> _Tareas a realizar_:
1 > Transcribe del texto sobre el comunismo y el nazismo el pasaje comprendido entre "En ambos la" y "desprecian a Dios.", ambos incluidos.
2 > Prosigue el texto sobre el comunismo y el nazismo a partir de su última oración.

En ambos la carencia de sentido de lo humano, que es lo mismo que decir de lo divino, se plasma en la frialdad de su arte, tan parecido, en sus políticas, en el carácter de sus dirigentes, en sus métodos. Todo es gélido, todo es mezquino, todo es de una bajeza total. Stalin e Hitler eran por igual dos seres aquejados de megalomanía, incapaces de mar a nadie, mutilados del alma y celosos de todo y de todos. Digámoslo de una vez: el comunismo es tan maligno como el nazismo, porque ambos desprecian al humanismo, al alma y, por tanto, desprecian a Dios.
Pero cuando al Todopoderoso se le pretende despedir sin más de la vida política se crea un vacío que estos ideólogos de la deshumanización han intentado llenar en vano. Nazismo y comunismo son, si descartamos lo superfluo, intentos de crear religiones paganas fabricadas con ídolos de barro, sin la sutil chispa de lo eterno dentro de ellos. Pretenden ofrecernos una solución para todo, una respuesta al misterio de la vida, pero sin contemplar la trascendencia.

> _Datos proporcionados_:
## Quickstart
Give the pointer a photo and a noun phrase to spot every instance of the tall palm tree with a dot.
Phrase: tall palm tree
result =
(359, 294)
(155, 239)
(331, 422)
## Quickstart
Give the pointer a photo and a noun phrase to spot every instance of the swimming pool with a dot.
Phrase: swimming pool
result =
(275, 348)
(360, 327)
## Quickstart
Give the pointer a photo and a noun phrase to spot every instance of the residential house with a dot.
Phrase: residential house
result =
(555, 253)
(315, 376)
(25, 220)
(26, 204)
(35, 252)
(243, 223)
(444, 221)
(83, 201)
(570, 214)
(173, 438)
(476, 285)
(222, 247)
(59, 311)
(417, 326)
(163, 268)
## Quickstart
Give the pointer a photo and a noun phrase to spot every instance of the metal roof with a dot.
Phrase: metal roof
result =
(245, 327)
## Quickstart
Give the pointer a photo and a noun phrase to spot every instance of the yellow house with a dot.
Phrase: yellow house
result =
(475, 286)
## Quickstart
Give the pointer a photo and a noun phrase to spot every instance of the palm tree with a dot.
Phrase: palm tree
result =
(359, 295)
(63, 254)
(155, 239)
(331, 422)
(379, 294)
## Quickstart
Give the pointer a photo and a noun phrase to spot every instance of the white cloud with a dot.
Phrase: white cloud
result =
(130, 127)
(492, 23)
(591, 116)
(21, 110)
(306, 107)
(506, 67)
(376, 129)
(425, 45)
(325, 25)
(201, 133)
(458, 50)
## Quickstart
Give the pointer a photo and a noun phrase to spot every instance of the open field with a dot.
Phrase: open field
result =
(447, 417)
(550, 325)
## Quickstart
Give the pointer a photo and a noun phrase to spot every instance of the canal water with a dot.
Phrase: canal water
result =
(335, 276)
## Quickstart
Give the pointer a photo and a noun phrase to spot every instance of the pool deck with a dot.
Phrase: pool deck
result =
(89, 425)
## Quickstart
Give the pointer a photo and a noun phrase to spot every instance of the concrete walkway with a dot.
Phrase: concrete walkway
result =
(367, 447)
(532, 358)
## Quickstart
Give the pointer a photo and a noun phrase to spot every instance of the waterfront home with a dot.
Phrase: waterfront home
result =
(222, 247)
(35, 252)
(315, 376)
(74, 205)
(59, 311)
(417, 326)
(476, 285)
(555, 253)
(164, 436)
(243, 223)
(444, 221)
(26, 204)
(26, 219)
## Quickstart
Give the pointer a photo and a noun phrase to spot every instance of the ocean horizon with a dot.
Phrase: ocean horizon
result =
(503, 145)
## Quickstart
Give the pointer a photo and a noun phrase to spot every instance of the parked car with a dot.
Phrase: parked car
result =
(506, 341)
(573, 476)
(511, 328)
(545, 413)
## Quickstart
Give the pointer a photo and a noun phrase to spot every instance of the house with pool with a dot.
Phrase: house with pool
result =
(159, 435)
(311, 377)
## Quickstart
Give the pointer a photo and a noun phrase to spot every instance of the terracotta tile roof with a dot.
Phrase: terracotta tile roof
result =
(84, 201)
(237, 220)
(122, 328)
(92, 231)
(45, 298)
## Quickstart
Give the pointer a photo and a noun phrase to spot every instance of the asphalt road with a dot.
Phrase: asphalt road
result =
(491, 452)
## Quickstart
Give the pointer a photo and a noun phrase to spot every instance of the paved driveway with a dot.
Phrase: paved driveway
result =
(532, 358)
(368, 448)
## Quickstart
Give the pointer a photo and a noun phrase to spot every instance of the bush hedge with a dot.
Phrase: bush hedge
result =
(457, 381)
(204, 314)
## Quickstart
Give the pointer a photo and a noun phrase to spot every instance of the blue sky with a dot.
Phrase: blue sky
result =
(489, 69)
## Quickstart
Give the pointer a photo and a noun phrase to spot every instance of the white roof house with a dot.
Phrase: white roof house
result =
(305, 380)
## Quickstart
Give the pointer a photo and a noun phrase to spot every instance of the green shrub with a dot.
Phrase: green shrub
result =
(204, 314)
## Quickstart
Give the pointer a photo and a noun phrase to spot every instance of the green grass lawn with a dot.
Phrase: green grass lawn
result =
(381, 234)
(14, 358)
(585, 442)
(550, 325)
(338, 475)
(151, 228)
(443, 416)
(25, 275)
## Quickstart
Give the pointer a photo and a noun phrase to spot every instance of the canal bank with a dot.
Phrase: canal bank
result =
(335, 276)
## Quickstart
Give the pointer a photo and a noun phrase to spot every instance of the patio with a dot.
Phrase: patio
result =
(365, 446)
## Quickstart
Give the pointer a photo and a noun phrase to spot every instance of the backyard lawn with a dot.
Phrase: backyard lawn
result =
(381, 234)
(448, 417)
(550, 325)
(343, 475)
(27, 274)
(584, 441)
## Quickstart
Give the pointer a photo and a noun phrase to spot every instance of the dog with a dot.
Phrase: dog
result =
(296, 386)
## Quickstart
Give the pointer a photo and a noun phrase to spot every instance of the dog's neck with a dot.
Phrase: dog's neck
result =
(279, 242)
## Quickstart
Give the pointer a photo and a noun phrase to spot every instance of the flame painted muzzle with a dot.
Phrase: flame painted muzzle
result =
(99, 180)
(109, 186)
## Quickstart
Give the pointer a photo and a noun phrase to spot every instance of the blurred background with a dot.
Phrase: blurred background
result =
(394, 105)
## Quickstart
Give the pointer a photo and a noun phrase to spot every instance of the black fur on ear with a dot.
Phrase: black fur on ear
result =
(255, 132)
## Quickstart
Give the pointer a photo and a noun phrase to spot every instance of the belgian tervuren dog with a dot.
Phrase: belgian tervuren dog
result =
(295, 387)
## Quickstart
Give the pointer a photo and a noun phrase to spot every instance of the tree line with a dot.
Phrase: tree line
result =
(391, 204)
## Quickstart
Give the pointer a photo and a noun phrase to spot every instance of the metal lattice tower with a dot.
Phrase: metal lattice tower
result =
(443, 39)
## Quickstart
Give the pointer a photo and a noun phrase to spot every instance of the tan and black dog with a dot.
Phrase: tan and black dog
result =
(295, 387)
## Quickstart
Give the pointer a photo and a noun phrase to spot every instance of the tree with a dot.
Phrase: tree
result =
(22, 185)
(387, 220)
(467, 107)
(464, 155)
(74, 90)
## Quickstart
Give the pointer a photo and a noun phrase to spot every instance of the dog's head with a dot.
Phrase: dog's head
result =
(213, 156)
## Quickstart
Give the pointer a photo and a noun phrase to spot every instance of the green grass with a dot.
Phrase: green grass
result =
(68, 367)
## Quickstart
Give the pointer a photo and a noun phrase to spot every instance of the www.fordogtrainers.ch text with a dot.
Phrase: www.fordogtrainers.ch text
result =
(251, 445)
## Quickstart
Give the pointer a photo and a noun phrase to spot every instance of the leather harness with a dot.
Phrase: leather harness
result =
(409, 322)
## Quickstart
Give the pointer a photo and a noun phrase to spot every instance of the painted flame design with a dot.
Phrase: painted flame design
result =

> _Respuestas dadas_:
1 >
En ambos la carencia de sentido de lo humano, que es lo mismo que decir de lo divino, se plasma en la frialdad de su arte, tan parecido, en sus políticas, en el carácter de sus dirigentes, en sus métodos. Todo es gélido, todo es mezquino, todo es de una bajeza total. Stalin e Hitler eran por igual dos seres aquejados de megalomanía, incapaces de mar a nadie, mutilados del alma y celosos de todo y de todos. Digámoslo de una vez: el comunismo es tan maligno como el nazismo, porque ambos desprecian al humanismo, al alma y, por tanto, desprecian a Dios.

2 >
Son, pues, sistemas políticos huecos que solamente pueden producir monstruos carentes de inteligencia, seres perturbados a los que se debe dar cuerda ideológica para que se muevan, autómatas como aquel fatídico sonámbulo del Doctor Caligari, Cesare. Los vemos a diario en tertulias televisivas, en programas pseudo informativos, los leemos en la prensa, los escuchamos desde sus escaños, pero no son ni pueden ser más que marionetas de las que tiran los hilos manejados por una maldad increíble, quizás la más peligrosa de todas, que es aquella que niega el amor al prójimo.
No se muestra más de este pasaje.